> WHAT YOU HAVE TO DO
Return the data below exactly, please, but drop the pictures.

> MATERIAL PROVIDED
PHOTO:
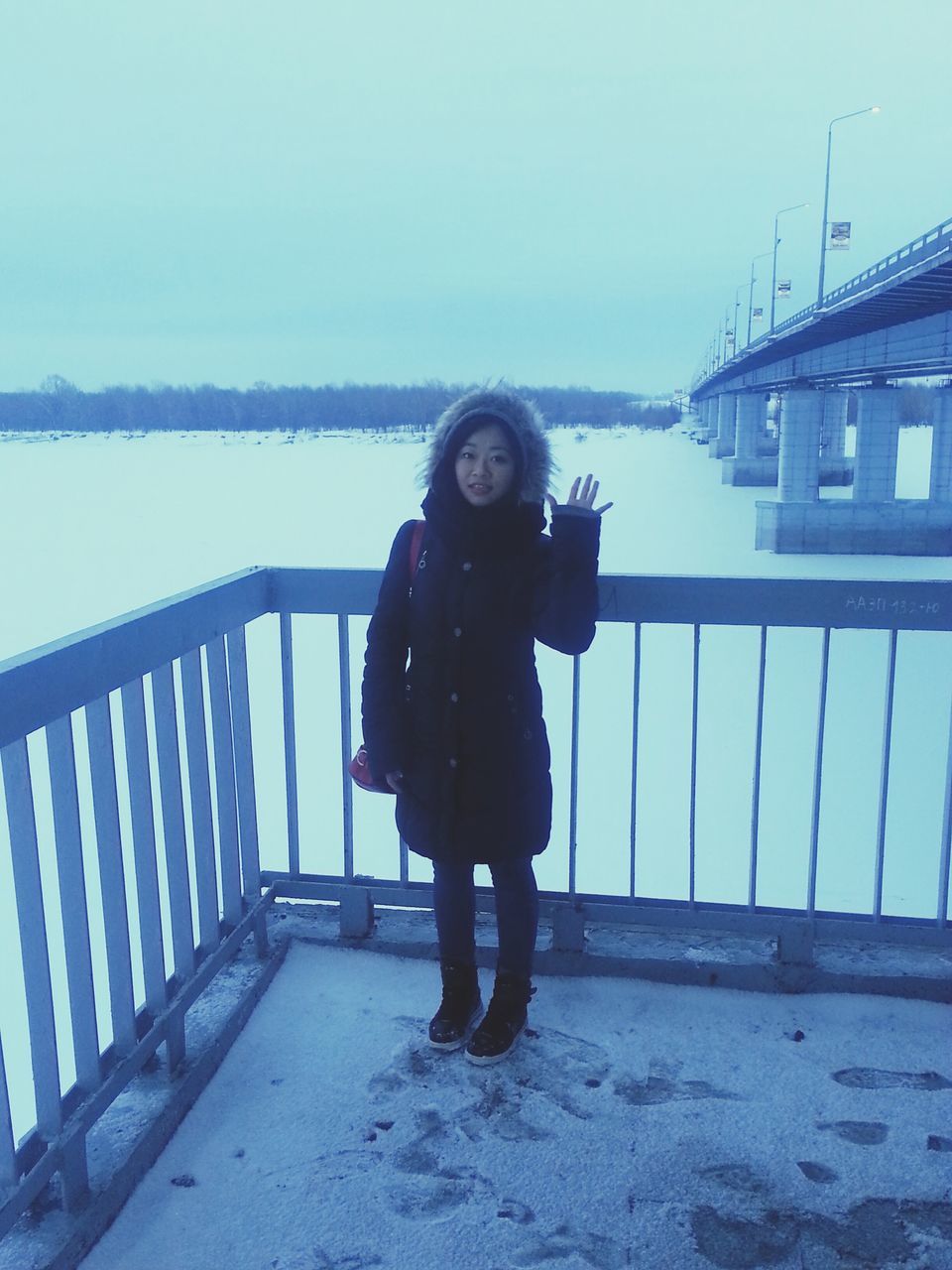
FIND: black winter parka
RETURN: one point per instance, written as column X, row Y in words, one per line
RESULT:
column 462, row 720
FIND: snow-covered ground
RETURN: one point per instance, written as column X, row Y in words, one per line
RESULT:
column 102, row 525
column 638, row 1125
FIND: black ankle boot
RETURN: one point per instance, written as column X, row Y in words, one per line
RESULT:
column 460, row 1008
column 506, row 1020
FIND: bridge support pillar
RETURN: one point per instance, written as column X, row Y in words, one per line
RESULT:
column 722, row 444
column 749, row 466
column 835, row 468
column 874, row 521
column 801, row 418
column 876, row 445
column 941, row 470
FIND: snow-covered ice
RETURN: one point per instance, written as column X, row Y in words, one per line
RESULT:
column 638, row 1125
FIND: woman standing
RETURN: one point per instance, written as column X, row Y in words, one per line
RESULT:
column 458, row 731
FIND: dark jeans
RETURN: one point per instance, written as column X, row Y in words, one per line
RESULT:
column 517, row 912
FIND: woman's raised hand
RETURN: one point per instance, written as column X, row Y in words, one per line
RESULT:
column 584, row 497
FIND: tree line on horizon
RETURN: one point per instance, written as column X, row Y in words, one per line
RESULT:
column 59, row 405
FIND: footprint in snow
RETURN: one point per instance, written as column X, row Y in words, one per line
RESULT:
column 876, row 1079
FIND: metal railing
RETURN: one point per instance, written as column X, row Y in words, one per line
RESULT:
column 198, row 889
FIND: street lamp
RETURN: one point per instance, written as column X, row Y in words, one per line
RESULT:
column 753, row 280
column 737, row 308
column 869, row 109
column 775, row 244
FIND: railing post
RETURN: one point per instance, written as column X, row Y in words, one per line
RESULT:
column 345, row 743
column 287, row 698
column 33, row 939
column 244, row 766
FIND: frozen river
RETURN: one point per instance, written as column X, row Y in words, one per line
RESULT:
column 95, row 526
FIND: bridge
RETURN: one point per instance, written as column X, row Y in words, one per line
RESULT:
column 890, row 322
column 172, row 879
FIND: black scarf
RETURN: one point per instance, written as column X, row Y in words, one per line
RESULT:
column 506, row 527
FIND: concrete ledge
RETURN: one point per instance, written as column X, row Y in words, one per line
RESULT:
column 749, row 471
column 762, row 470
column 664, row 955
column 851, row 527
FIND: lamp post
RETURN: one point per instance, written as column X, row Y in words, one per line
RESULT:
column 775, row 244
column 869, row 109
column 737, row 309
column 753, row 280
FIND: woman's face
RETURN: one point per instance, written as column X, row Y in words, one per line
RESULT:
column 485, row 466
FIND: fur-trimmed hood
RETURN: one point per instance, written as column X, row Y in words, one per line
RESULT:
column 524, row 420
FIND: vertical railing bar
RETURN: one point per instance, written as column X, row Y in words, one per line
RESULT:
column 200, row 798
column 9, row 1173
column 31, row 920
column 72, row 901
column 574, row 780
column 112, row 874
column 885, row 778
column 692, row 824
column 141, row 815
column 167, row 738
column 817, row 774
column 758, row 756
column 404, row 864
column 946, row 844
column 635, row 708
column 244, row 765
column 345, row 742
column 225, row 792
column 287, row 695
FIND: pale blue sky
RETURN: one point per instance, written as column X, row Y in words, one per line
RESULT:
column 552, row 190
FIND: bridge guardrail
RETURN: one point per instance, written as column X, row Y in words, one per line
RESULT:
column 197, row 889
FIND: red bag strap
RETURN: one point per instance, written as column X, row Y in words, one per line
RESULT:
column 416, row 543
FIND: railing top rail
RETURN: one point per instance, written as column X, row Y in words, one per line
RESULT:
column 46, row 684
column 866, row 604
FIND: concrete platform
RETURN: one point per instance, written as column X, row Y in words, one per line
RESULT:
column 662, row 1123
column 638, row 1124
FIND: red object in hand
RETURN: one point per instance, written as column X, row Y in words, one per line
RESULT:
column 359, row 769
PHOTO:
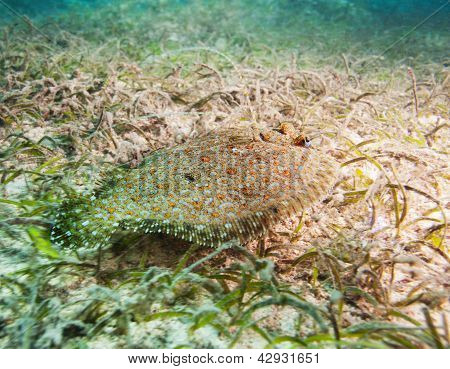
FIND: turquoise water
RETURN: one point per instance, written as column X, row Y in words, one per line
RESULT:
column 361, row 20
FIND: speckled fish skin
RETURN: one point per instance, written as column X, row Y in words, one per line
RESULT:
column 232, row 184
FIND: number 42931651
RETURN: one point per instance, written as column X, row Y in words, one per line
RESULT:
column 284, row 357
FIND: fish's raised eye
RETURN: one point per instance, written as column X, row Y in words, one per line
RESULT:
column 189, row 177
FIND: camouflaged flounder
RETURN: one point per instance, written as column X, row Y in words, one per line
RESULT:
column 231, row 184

> RESULT
PHOTO:
FIND: black winter parka
RETURN: one point per instance, written as column X, row Y in words, one per line
RESULT:
column 462, row 720
FIND: snow-covered ground
RETURN: one point per instance, written as column X, row Y in words, one per line
RESULT:
column 102, row 525
column 638, row 1125
FIND: black ankle boot
RETURN: one point per instance, written as column X, row Y in words, one per line
RESULT:
column 460, row 1008
column 506, row 1020
FIND: bridge support pillar
RETURN: one point per instance, written as column X, row Y in words, one per line
RESULT:
column 722, row 444
column 749, row 466
column 835, row 468
column 874, row 521
column 801, row 418
column 876, row 445
column 941, row 470
FIND: snow-covered ice
RETURN: one point per instance, written as column X, row Y in words, one per line
RESULT:
column 638, row 1125
FIND: woman standing
RETURN: one point per instance, written as column X, row Y in words, one per line
RESULT:
column 458, row 731
FIND: dark jeans
RETURN: one point per instance, written as column X, row Y in words, one per line
RESULT:
column 517, row 912
FIND: woman's raised hand
RETURN: one point per instance, written as column X, row Y in words, one per line
RESULT:
column 584, row 497
FIND: tree line on horizon
RETURN: one point per instance, written as column X, row Y in words, one per line
RESULT:
column 59, row 405
FIND: footprint in snow
RETURN: one point per instance, written as column X, row Y in words, one per line
RESULT:
column 876, row 1079
FIND: metal railing
RETURN: one point per instance, written as column X, row Y in words, one per line
RESULT:
column 198, row 889
FIND: street lamp
RETURN: one point per instance, written as column X, row Y in words, one per line
RESULT:
column 753, row 280
column 737, row 308
column 869, row 109
column 775, row 244
FIND: railing post
RETURN: one point per instance, written as column X, row Y in words, one per line
RESULT:
column 345, row 743
column 287, row 698
column 33, row 939
column 244, row 766
FIND: frozen river
RETURN: one point per instance, written as column X, row Y in words, one per line
RESULT:
column 95, row 526
FIND: bridge
RETURN: one point per instance, written as column X, row Y in words, one per line
RESULT:
column 890, row 322
column 172, row 879
FIND: black scarf
RETURN: one point per instance, written as column X, row Y in words, one per line
RESULT:
column 506, row 527
FIND: concrete ledge
RETURN: one point per instance, written as column X, row Y in words, one per line
RESULT:
column 749, row 471
column 762, row 470
column 664, row 955
column 851, row 527
FIND: lamp post
RETURN: one point per instance, written as column X, row Y in words, one per line
RESULT:
column 775, row 244
column 869, row 109
column 737, row 309
column 753, row 280
FIND: woman's face
RETURN: one point per instance, written as column X, row Y in words, one per line
RESULT:
column 485, row 466
FIND: fur-trimmed hood
RETURN: one point per instance, written as column X, row Y in words, one per line
RESULT:
column 524, row 420
FIND: vertical railing bar
RETURN: one point per instance, written as column X, row Y in words, one per line
RESULT:
column 200, row 798
column 9, row 1173
column 31, row 920
column 72, row 901
column 574, row 780
column 112, row 874
column 885, row 778
column 692, row 824
column 141, row 815
column 167, row 738
column 817, row 774
column 758, row 756
column 404, row 864
column 946, row 844
column 635, row 708
column 244, row 765
column 345, row 742
column 225, row 792
column 287, row 695
FIND: pale blue sky
RETURN: one point per instance, written as column X, row Y in words, one per line
RESULT:
column 552, row 190
FIND: bridge guardrail
RETURN: one point per instance, written as column X, row Y in words, one per line
RESULT:
column 197, row 889
FIND: red bag strap
RETURN: one point per instance, written as column X, row Y in words, one per line
RESULT:
column 416, row 543
FIND: railing top rail
RETURN: one point per instance, written as column X, row Y in words, one per line
RESULT:
column 46, row 684
column 866, row 604
FIND: concrete platform
RETURN: one point per instance, written as column X, row Y in words, one per line
RESULT:
column 662, row 1123
column 638, row 1124
FIND: red object in hand
RETURN: one point per instance, written as column X, row Y in words, one per line
RESULT:
column 359, row 769
PHOTO:
FIND: turquoise water
RETURN: one point per instance, written as column X, row Y in words, one per line
RESULT:
column 361, row 20
FIND: speckled fish skin
RETURN: one point per instance, written as column X, row Y in words, one per line
RESULT:
column 232, row 184
FIND: number 42931651
RETURN: one point per instance, written as column X, row Y in words, one per line
RESULT:
column 284, row 357
FIND: fish's raised eye
RETURN: one point per instance, written as column X, row Y in words, one per line
RESULT:
column 189, row 177
FIND: camouflaged flounder
RETURN: one point per instance, written as column X, row Y in words, one per line
RESULT:
column 231, row 184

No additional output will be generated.